--- TEXT FOR ANALYSIS Enclosed Below ---

Search

Searching for love...

Are women even allowed to do this? Well, women can, but what about Christian women? We're always taught and told that the men should seek us out, but I dispelled that myth in the previous blog. But what does that mean for women that desire love and companionship?



I find it interesting that we're told to chase our dreams. Go after the career. Start the business. Get the car. Take the dream vacation. We're encouraged to pursue every single thing that we want, except love. Christian women are repeatedly told to focus on God and wait for the man to come to them. Hmmmm. Let's explore this logic.


So I wholeheartedly believe that 2 scriptures summarize things up for us. 1 Corinthians 7:8: "So I say to those who aren't married and to widows - it's better to stay unmarried, just as I am." NLT Paul was on to something when he gave this instruction. I see and hear that many desire love and marriage for the wrong reasons. I see it every day with single women I coach and interact with. Many don't have a clue about what marriage entails. Once, I was just as ignorant. I wanted marriage for reasons that weren't biblical and I was unaware of what the purpose was, along with the roles of a wife. I took time to learn about marriage. I studied His Word to see why He created it and what it necessitates. And I realized I wasn't ready. I took time to heal, focus on myself, raise my kids, fulfill my purpose and calling, and serve others. Now, I can say that I am ready. I'm ready because I have a calling to be a helpmate while expanding the kingdom of God. I possess emotional, psychological, and spiritual strengths to provide a husband. I am willing, ready and able to cover him in prayer and support him. I am ready and prepared to be a friend, helpmate, and prayer warrior. I believe that 2 get a better return on their work than one. Finally, I am ready.


Though I am ready, and though I desire it, I hold on to the 2nd scripture that summarizes where we should be. Matthew 6:33: "But seek ye first the kingdom of God, and his righteousness; and all these things shall be added unto you." KJV I know that when we're seeking Him first and when we're about His business, He's about ours. I ensure that He's at the top of my thoughts, actions, and prayers. I want to glorify Him in any and every way possible. I want Him more than I want anything else. And you should also.


As you seek Him and yearn for Him, you grow in Him. And as you grow, you become more aware of His ways and desires. And eventually you seek to align your desires with His will and plan. It becomes a beautiful thing indeed. So what does this mean in reference to searching for love?

--- End of Enclosed TEXT FOR ANALYSIS ---
--- DATASET ENTRIES Enclosed Below ---

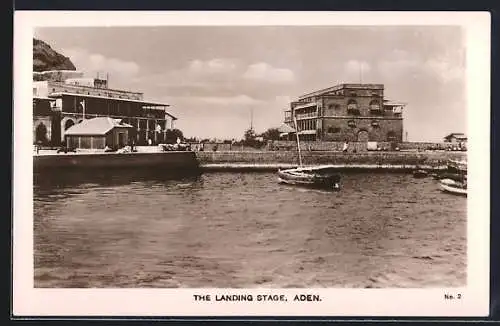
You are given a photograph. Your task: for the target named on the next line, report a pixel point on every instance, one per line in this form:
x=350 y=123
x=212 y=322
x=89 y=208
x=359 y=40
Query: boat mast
x=298 y=143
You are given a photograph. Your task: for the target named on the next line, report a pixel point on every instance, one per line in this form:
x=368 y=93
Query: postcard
x=251 y=164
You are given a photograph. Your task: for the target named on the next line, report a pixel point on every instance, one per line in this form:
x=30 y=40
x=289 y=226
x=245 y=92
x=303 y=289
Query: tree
x=171 y=136
x=271 y=134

--- End of Enclosed DATASET ENTRIES ---

§ **YOUR TASKS**
#1 In the blog post on searching for love, which Bible translation is given for the quotation of Matthew 6:33?
#2 Do these statements agree with the blog post on searching for love? Answer yes or no for each, and quote the words from the post that decide it.
(a) The writer says Christian women are told to focus on God and wait for a man to come to them.
(b) The writer says they were always ready for marriage.
(c) The writer believes one person gets a better return on work than two.
#3 In the blog post on searching for love, what are all the kinds of strengths the writer says they possess to provide a husband?

§ **RESPONSES FOR EACH TASK**
#1 KJV

#2
(a) Yes: "Christian women are repeatedly told to focus on God and wait for the man to come to them."
(b) No: "And I realized I wasn't ready."
(c) No: "I believe that 2 get a better return on their work than one."

#3
- Emotional
- Psychological
- Spiritual